Start of Document text

You should leave the meeting with a list of action items that will make the next incident response more effective, whether it's real or fake.
Running an effective exercise
Keep it simple
When Google runs these exercises, I'm confident they make them as realistic as possible and coordinate across many teams and time zones. You don't need to go so far at a startup. The goal here is to find the low hanging fruit in your response capabilities, fix them, and iterate.
For your first exercise, come up with a scenario that is simple and plausible. You can also time box the exercise to a portion of an hour long meeting. This way you ensure that everyone is fully engaged, and you leave some time for discussion at the end.
Take it seriously, and have fun doing it
It's a small thing, but take seriously your role as "dungeon master" and hold your responding team to that same expectation. Whoever is running the scenario should keep it to themselves until the exercise has begun. Still, make sure it's fun. Be creative with your answers, and don't be afraid to joke around a little.
Make sure that someone present, ideally not any of the participants or the person running the scenario, is taking detailed notes. Every question asked by the responding team, any insights that come up in the moment, and ideas for after the exercise should be noted in raw form. After the exercise you can review them together to pull out lessons learned and specific action items.
Have a plan
If you're the one running the scenario, you should anticipate some of the most likely paths your responders will take. Throw in a few twists and turns, and potentially red herrings. If your scenario involves an AWS outage, check which of your vendors would also be affected. You don't have to do all the research in depth, but be prepared so that your responders need to overcome some plausible challenges.
If there are easy paths to end the exercise, make sure that you have a plausible reason for those paths to be blocked, e.g."You try to roll back the bad code change, but the deployment platform is down."

End of Document text
Start of Raw data

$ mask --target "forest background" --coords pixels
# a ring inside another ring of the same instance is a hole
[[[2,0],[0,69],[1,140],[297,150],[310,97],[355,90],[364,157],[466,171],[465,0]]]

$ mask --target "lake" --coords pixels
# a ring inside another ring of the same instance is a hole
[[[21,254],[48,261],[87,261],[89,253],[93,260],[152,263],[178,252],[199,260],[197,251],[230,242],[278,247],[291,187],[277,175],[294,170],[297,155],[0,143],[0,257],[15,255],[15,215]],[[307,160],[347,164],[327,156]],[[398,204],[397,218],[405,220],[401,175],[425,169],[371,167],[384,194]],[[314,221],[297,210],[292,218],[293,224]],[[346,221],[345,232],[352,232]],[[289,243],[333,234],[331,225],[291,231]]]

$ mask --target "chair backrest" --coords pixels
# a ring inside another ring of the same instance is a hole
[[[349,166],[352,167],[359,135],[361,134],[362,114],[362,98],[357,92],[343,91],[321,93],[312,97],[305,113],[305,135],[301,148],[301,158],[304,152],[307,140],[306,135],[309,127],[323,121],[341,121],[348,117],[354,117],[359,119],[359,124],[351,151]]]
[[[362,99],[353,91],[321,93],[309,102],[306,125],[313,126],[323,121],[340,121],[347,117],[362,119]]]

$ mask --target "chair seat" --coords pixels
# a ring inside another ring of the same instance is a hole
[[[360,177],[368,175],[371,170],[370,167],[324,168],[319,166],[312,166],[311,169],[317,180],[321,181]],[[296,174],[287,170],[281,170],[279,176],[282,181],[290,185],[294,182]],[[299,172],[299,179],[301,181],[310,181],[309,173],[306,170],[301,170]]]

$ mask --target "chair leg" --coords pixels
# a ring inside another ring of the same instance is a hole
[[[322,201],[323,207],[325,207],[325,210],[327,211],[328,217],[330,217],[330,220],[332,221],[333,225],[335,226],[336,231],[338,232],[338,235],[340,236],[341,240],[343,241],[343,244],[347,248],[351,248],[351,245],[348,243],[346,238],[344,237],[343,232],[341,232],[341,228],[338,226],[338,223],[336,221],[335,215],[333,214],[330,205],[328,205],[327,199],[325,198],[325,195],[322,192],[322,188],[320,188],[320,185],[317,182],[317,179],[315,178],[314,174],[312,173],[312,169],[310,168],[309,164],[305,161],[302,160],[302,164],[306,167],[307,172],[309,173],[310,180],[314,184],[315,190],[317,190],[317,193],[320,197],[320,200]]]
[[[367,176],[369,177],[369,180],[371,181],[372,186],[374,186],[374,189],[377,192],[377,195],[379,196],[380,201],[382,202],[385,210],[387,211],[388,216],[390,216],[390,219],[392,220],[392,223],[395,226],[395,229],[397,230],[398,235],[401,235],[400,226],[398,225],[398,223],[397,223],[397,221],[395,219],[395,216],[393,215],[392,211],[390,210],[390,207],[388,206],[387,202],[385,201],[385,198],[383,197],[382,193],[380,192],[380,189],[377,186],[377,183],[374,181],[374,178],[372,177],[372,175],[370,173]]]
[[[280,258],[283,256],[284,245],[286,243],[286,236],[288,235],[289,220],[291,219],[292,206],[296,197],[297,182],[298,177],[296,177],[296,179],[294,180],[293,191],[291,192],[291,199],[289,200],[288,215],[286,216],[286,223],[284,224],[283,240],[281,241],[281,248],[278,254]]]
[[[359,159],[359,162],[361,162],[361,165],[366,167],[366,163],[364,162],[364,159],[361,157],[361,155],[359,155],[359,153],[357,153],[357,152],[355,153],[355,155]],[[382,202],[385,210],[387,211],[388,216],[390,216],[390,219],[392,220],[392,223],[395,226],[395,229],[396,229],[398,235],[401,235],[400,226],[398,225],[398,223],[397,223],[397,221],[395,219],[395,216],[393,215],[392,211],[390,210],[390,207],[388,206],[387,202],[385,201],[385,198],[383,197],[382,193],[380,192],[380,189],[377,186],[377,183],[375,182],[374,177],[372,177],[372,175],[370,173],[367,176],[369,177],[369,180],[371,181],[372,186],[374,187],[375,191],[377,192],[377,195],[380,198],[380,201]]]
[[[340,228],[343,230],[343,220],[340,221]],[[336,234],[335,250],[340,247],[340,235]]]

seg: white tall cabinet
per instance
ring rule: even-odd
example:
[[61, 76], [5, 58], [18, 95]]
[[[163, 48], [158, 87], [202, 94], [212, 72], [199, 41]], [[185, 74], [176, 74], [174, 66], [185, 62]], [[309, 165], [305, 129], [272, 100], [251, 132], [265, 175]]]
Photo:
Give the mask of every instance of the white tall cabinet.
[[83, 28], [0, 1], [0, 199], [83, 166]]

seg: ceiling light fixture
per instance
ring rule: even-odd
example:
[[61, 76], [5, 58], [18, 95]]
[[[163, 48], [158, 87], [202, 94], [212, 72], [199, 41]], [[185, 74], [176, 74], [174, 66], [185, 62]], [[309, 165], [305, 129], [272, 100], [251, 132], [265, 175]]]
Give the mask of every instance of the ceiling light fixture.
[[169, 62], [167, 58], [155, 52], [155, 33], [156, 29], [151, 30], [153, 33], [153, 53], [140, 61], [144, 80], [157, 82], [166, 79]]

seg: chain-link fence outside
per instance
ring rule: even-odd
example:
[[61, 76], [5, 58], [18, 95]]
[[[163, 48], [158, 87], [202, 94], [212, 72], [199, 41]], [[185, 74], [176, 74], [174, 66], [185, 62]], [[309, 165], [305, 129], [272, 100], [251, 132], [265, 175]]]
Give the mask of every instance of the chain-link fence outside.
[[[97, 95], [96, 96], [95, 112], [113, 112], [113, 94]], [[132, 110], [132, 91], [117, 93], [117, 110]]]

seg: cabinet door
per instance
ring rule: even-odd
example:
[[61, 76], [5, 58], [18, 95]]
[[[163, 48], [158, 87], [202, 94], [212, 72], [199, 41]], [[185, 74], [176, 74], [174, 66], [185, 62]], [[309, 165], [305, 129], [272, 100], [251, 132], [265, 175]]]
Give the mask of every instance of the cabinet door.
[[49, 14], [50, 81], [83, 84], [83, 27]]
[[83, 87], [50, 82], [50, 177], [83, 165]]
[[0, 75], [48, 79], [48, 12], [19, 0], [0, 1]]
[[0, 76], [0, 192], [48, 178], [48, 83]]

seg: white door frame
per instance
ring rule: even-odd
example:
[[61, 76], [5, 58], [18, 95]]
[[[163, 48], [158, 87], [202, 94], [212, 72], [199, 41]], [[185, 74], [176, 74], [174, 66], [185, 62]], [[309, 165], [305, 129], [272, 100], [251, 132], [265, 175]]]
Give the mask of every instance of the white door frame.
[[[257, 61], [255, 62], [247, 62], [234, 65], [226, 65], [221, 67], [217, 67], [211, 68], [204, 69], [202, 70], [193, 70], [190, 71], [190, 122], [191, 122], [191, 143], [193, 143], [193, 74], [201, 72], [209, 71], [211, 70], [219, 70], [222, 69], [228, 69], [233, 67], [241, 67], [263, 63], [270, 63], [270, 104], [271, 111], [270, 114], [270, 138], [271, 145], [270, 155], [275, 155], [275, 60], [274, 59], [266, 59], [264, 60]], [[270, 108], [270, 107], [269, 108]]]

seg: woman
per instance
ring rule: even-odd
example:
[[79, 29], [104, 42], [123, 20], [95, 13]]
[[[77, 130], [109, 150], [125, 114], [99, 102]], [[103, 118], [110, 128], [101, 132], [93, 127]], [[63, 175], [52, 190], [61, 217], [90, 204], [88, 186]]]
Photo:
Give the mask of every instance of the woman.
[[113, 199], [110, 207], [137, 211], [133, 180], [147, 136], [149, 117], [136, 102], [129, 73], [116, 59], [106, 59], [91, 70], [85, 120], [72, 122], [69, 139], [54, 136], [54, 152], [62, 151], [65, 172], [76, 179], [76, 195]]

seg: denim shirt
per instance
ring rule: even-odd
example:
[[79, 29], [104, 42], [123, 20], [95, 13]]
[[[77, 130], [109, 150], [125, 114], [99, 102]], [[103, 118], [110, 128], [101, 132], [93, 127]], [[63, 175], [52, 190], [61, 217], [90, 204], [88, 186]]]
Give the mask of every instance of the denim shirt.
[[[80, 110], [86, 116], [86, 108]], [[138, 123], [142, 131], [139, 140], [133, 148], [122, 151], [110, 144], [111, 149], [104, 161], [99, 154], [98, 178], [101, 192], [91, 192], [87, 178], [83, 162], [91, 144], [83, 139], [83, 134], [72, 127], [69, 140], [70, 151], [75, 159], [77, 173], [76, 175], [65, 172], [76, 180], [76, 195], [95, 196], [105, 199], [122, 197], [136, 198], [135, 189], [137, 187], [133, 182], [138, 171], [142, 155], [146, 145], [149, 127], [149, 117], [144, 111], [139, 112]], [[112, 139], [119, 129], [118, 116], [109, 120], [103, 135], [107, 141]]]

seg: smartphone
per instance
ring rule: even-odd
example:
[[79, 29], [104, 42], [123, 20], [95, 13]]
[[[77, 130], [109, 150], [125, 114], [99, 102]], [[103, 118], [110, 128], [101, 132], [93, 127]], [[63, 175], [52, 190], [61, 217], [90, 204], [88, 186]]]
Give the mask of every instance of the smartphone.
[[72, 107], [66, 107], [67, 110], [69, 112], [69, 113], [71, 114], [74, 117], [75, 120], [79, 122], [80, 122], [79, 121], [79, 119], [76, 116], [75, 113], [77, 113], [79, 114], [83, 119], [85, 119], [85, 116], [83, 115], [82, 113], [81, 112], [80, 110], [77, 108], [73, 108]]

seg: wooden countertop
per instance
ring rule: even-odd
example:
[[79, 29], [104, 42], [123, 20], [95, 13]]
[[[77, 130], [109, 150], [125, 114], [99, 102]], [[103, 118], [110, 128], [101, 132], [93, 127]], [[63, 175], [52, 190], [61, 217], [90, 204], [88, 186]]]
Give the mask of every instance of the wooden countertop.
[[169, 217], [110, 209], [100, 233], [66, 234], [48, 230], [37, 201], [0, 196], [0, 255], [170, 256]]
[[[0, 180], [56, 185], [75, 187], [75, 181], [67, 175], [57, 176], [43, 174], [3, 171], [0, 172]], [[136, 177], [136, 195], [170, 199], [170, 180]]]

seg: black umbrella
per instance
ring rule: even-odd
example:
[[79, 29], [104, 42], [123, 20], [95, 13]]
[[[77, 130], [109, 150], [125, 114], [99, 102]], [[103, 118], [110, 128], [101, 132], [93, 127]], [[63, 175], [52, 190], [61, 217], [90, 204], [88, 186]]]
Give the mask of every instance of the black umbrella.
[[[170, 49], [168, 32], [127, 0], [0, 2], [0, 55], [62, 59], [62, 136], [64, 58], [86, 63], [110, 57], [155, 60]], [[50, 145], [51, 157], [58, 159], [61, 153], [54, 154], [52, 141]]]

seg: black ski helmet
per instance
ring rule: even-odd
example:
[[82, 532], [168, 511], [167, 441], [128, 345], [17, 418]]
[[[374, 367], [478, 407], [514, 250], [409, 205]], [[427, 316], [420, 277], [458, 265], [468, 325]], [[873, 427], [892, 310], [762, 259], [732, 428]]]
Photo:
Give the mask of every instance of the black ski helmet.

End of Raw data

● What you will do:
According to the text on running incident response exercises, who should ideally take the detailed notes during an exercise?

● Answer to this exercise:
Someone present who is neither a participant nor the person running the scenario.